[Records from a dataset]
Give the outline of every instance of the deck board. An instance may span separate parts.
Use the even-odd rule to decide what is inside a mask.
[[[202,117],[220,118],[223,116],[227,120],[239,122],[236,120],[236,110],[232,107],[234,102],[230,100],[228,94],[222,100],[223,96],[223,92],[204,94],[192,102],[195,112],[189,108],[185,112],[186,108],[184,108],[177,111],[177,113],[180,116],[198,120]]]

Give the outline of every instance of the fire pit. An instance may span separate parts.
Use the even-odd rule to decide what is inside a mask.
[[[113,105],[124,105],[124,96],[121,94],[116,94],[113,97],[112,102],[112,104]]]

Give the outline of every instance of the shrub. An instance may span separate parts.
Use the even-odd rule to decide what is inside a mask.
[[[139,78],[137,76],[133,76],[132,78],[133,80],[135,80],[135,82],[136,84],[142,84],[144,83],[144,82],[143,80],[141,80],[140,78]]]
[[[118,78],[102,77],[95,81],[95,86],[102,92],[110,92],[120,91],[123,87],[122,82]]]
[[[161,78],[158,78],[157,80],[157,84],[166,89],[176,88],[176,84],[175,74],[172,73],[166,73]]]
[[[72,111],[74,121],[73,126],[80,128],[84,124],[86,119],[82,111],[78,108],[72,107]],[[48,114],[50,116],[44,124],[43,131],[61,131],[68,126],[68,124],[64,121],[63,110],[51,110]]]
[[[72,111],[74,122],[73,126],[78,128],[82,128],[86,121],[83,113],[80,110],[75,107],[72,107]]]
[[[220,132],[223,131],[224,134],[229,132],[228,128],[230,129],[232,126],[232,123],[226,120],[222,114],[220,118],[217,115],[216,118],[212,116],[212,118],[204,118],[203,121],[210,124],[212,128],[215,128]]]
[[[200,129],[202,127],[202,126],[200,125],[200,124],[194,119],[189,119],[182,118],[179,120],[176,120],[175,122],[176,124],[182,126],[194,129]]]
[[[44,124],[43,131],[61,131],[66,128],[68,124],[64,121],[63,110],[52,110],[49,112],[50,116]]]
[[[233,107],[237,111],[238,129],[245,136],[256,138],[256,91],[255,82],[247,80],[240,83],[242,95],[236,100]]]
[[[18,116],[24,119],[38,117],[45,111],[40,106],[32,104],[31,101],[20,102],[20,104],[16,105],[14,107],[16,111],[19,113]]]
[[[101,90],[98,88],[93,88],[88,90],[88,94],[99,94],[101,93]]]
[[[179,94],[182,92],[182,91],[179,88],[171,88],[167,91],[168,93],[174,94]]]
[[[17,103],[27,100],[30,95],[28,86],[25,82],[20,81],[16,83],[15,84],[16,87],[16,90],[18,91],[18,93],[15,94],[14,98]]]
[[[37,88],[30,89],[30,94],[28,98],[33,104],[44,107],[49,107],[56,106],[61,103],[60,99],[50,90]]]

Short problem =
Reproduce exactly, with nothing added, the lines from the one that contains "Give the outline of every instance of the fire" to the end of the data.

Correct output =
Give the outline of every instance of the fire pit. An instance may span separate parts.
Use the even-odd rule to decide what is inside a mask.
[[[113,105],[124,105],[124,96],[121,94],[116,94],[113,97],[112,102],[112,104]]]

Give the outline of every instance of the shrub. An instance may span separate parts.
Use the even-odd rule to decide what is inside a mask.
[[[139,78],[137,76],[133,76],[132,78],[133,80],[135,80],[135,82],[136,84],[142,84],[144,83],[144,82],[143,80],[141,80],[140,78]]]
[[[118,78],[102,77],[95,81],[95,86],[102,92],[110,92],[120,91],[123,87],[122,82]]]
[[[161,78],[158,78],[157,80],[157,84],[166,89],[176,88],[176,84],[175,74],[172,73],[166,73]]]
[[[72,111],[74,121],[73,126],[80,128],[84,124],[86,119],[82,111],[78,108],[72,107]],[[48,114],[50,116],[44,124],[43,131],[61,131],[68,126],[68,124],[64,121],[63,110],[51,110]]]
[[[72,111],[74,122],[73,126],[78,128],[82,128],[86,121],[83,113],[80,110],[75,107],[72,107]]]
[[[220,132],[223,131],[224,134],[229,132],[228,128],[230,129],[232,126],[232,123],[226,120],[222,114],[220,118],[217,115],[216,118],[212,116],[212,118],[204,118],[203,121],[210,124],[212,128],[215,128]]]
[[[200,129],[202,127],[202,126],[200,125],[200,124],[194,119],[189,119],[182,118],[179,120],[176,120],[175,122],[176,124],[182,126],[194,129]]]
[[[44,124],[43,131],[61,131],[66,128],[68,124],[64,121],[63,110],[52,110],[49,112],[50,116]]]
[[[233,107],[237,111],[238,129],[245,136],[256,138],[256,91],[255,82],[247,80],[240,83],[242,95],[236,100]]]
[[[18,116],[24,119],[38,117],[45,111],[40,106],[32,104],[31,101],[20,102],[20,104],[16,105],[14,107],[16,111],[19,113]]]
[[[101,90],[98,88],[93,88],[88,90],[88,94],[99,94],[101,93]]]
[[[179,94],[182,92],[182,91],[179,88],[171,88],[167,91],[168,93],[174,94]]]
[[[17,103],[27,100],[30,95],[28,86],[25,82],[20,81],[16,83],[15,84],[16,87],[16,90],[18,91],[18,93],[15,94],[14,98]]]
[[[37,88],[30,89],[30,94],[28,98],[33,104],[44,107],[49,107],[56,106],[61,103],[60,99],[50,90]]]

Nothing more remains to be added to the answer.